Data provided →
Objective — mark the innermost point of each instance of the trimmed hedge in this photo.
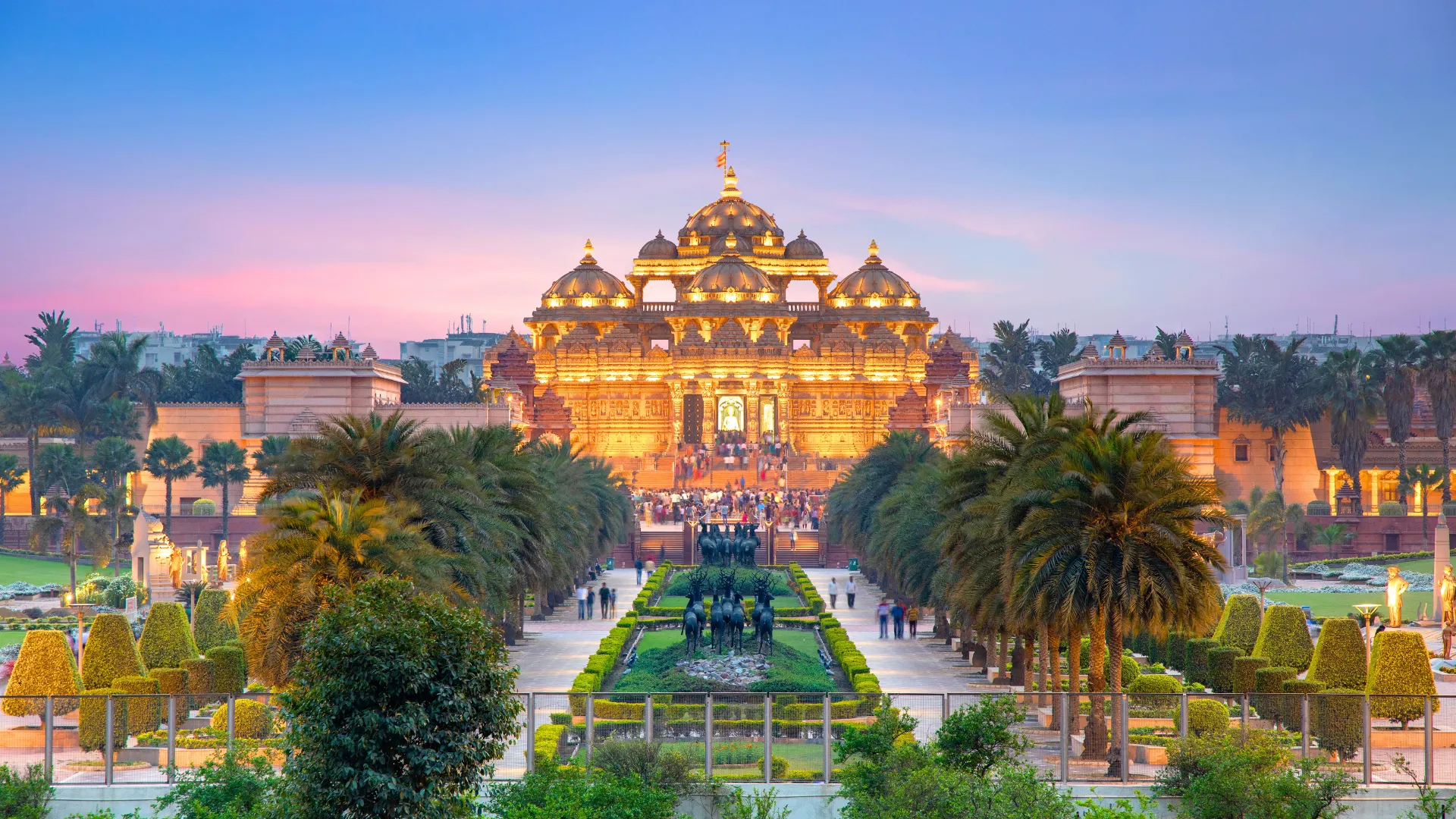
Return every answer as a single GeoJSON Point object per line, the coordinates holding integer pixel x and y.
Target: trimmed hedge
{"type": "Point", "coordinates": [46, 668]}
{"type": "Point", "coordinates": [166, 640]}
{"type": "Point", "coordinates": [1400, 665]}
{"type": "Point", "coordinates": [1239, 623]}
{"type": "Point", "coordinates": [111, 651]}
{"type": "Point", "coordinates": [1338, 661]}
{"type": "Point", "coordinates": [1285, 637]}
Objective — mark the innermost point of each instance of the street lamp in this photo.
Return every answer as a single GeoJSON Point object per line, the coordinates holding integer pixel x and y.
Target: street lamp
{"type": "Point", "coordinates": [1367, 610]}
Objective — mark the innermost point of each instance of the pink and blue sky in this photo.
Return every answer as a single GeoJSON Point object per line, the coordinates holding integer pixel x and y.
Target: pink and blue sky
{"type": "Point", "coordinates": [389, 167]}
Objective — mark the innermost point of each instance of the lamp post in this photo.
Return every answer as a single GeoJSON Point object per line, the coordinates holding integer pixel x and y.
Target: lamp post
{"type": "Point", "coordinates": [1367, 610]}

Task statement →
Please set out the material from the line with "lamp in this photo." up to and including the line with "Target: street lamp" as a numbered list, leaving out any blank lines.

Full response →
1. Objective — mark the innermost point of each instance of the street lamp in this photo.
2. Return every answer as a single GeoJSON Point object per line, the coordinates holding integer pixel x and y.
3. Target: street lamp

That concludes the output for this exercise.